• Source data:
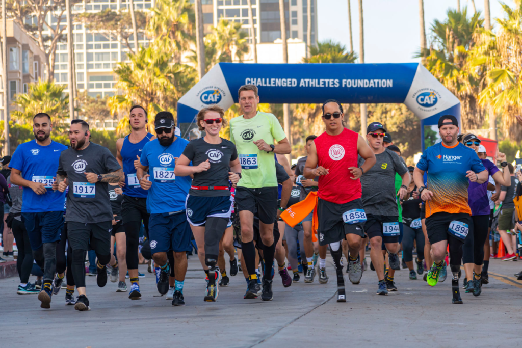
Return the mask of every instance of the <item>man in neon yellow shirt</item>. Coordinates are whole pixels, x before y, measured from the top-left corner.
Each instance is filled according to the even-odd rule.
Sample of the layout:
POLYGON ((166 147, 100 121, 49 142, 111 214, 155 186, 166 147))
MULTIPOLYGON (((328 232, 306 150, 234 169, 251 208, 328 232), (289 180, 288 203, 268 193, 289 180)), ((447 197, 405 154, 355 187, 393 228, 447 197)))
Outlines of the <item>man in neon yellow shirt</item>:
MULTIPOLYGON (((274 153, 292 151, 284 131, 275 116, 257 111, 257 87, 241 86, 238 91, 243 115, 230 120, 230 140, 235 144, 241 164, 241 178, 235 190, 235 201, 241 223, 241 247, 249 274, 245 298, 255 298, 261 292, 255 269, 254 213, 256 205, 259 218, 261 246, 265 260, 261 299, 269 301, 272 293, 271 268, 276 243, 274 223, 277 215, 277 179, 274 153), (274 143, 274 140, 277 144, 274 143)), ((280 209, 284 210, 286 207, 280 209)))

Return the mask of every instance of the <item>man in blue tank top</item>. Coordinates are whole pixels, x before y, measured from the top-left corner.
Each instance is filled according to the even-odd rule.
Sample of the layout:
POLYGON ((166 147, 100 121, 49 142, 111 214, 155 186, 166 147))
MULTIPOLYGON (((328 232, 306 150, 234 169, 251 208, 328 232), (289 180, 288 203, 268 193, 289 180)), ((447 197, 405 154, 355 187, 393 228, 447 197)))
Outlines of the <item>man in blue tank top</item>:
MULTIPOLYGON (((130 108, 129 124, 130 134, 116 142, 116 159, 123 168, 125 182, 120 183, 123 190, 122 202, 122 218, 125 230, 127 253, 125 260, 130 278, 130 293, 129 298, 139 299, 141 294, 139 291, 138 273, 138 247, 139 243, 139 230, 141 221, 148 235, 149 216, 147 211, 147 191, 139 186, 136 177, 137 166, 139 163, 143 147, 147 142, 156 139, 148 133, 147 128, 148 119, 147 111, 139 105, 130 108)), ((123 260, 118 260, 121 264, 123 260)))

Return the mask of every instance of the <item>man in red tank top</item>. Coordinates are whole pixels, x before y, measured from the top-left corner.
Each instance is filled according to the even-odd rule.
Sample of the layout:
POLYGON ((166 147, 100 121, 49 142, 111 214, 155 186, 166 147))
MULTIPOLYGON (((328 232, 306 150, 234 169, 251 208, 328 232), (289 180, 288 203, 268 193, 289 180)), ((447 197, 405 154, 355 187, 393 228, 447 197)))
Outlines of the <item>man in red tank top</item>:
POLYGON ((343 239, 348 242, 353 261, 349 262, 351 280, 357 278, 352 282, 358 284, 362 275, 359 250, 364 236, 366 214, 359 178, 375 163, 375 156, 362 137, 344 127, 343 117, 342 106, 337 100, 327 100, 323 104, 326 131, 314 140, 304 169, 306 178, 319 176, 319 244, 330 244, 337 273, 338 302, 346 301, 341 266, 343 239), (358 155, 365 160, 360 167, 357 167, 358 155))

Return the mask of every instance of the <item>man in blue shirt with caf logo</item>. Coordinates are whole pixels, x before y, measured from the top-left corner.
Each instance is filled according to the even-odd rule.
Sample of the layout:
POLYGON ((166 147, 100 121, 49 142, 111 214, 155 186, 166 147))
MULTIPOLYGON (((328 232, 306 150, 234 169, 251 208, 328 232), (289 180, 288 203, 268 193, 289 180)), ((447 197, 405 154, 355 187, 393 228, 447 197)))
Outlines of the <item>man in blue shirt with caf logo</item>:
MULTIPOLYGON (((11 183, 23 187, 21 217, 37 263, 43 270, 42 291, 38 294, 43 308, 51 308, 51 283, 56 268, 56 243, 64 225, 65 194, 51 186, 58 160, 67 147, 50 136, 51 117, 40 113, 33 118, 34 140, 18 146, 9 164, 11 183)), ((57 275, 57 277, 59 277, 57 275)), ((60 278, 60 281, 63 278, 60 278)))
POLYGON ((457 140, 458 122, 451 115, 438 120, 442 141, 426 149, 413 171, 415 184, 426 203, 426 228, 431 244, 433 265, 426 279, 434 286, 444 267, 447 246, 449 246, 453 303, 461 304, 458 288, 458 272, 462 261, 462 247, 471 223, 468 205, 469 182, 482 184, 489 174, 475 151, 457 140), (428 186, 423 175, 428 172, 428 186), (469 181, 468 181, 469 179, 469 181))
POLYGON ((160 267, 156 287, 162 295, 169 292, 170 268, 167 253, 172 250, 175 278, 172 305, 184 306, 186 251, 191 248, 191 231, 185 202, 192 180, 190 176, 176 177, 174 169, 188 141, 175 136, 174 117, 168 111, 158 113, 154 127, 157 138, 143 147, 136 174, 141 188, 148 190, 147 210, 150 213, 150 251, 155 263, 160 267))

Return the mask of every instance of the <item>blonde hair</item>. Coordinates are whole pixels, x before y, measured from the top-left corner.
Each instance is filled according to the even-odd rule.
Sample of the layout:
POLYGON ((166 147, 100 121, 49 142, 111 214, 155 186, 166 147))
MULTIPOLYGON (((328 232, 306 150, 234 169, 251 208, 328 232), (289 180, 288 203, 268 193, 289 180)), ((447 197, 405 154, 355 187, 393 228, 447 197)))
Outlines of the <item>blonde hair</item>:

• Objective: Copy the data above word for word, leaving out the pictures.

• Exercise output:
Return the mask of every instance of the <item>man in neon yellow shirt</item>. Coordinates are whole pixels, x before y, measured from the top-left corner.
Each instance is filled according to the even-odd rule.
Sample of the layout:
POLYGON ((166 147, 100 121, 49 142, 111 214, 155 186, 166 147))
MULTIPOLYGON (((328 232, 306 150, 234 169, 251 208, 328 232), (289 180, 288 203, 268 193, 289 180)), ((447 197, 405 154, 355 187, 393 228, 447 197)))
Outlines of the <item>man in neon yellow shirt</item>:
MULTIPOLYGON (((274 153, 292 151, 284 131, 275 116, 257 111, 257 87, 241 86, 238 91, 243 115, 230 120, 230 140, 235 144, 241 164, 241 178, 235 190, 235 201, 241 223, 241 247, 249 274, 245 298, 255 298, 261 292, 255 269, 254 213, 256 205, 259 218, 261 246, 265 260, 261 299, 269 301, 272 293, 271 268, 276 243, 274 223, 277 215, 277 179, 274 153), (274 143, 274 140, 277 144, 274 143)), ((280 209, 284 210, 286 207, 280 209)))

Return the mask of every instance of the <item>man in blue tank top</item>. Coordinates are whole pixels, x before y, measured from the top-left corner.
Each instance is filled according to the even-odd rule.
Sample of the layout:
POLYGON ((166 147, 100 121, 49 142, 111 214, 155 186, 166 147))
MULTIPOLYGON (((328 232, 306 150, 234 169, 251 208, 328 232), (289 180, 288 203, 268 193, 289 180)), ((447 197, 405 154, 355 187, 393 228, 447 197)))
Outlines of the <item>man in blue tank top</item>:
MULTIPOLYGON (((130 108, 129 124, 130 134, 116 142, 116 159, 123 168, 125 182, 120 183, 123 190, 122 202, 122 218, 125 230, 127 253, 125 260, 130 278, 130 293, 129 298, 139 299, 141 294, 139 291, 138 273, 138 247, 139 243, 139 230, 141 221, 148 235, 149 216, 147 211, 147 191, 139 186, 136 177, 137 166, 139 163, 143 147, 147 142, 156 139, 148 133, 147 128, 148 119, 147 111, 139 105, 130 108)), ((123 260, 118 260, 121 264, 123 260)))

Return the mask of every instance of the <item>man in red tank top</item>. Coordinates are whole pixels, x before y, measured from the top-left corner.
Each instance is filled according to the even-odd rule.
Sample of the layout:
POLYGON ((166 147, 100 121, 49 142, 111 214, 155 186, 166 147))
MULTIPOLYGON (((328 232, 306 150, 234 169, 251 208, 328 232), (289 180, 288 203, 268 193, 289 180)), ((447 197, 405 154, 355 187, 393 228, 447 197)))
Outlines of the <item>man in red tank top</item>:
POLYGON ((343 239, 348 242, 353 261, 349 262, 351 280, 357 278, 352 282, 358 284, 362 275, 359 250, 364 236, 366 214, 359 178, 375 163, 375 156, 362 137, 344 127, 343 117, 342 106, 337 100, 327 100, 323 104, 326 131, 314 140, 304 169, 306 178, 319 176, 319 244, 330 244, 337 273, 338 302, 346 301, 341 266, 343 239), (358 155, 365 160, 360 167, 357 167, 358 155))

Return the mask of every instance of the <item>man in blue shirt with caf logo</item>. Coordinates are whole pixels, x before y, measured from the top-left corner.
Each instance is filled according to the even-odd rule.
Sample of the layout:
POLYGON ((166 147, 100 121, 49 142, 111 214, 155 186, 166 147))
MULTIPOLYGON (((328 232, 306 150, 234 169, 251 208, 328 232), (289 180, 288 203, 268 193, 289 180)), ((447 197, 405 154, 355 187, 393 228, 447 197)))
Outlines of the <item>man in blue shirt with caf logo</item>:
MULTIPOLYGON (((11 183, 23 187, 21 217, 37 263, 43 270, 42 291, 38 294, 43 308, 51 308, 51 283, 56 268, 56 243, 64 225, 65 194, 51 186, 58 160, 67 147, 50 136, 51 117, 40 113, 33 118, 34 140, 18 146, 9 164, 11 183)), ((57 275, 57 277, 59 277, 57 275)), ((60 278, 60 281, 63 278, 60 278)))
POLYGON ((457 140, 458 122, 451 115, 438 120, 442 141, 426 149, 413 171, 415 184, 426 203, 426 228, 431 244, 433 265, 426 279, 434 286, 444 267, 447 246, 449 246, 453 303, 461 304, 458 288, 458 272, 462 261, 462 247, 471 223, 468 205, 469 182, 482 184, 489 174, 475 151, 457 140), (428 186, 423 175, 428 172, 428 186), (469 181, 468 181, 469 179, 469 181))
POLYGON ((160 267, 156 287, 162 295, 169 292, 170 268, 167 253, 172 250, 175 278, 172 305, 184 306, 186 251, 191 248, 191 231, 185 202, 192 180, 190 176, 176 177, 174 169, 188 141, 175 136, 174 117, 168 111, 158 113, 154 127, 157 138, 143 147, 136 174, 141 188, 148 190, 147 210, 150 213, 150 251, 155 263, 160 267))

Return the mask of every instance of the <item>blonde hair</item>. Coordinates are whole pixels, x before y, measured from the top-left corner.
Each instance is filled according to the even-odd rule.
Sample of the layout:
POLYGON ((166 147, 100 121, 49 142, 111 214, 155 186, 166 147))
MULTIPOLYGON (((328 232, 306 150, 234 169, 251 208, 328 232), (289 180, 288 203, 268 193, 289 180)), ((447 197, 405 154, 355 187, 393 228, 447 197)))
Outlines of the <item>blonde hair</item>:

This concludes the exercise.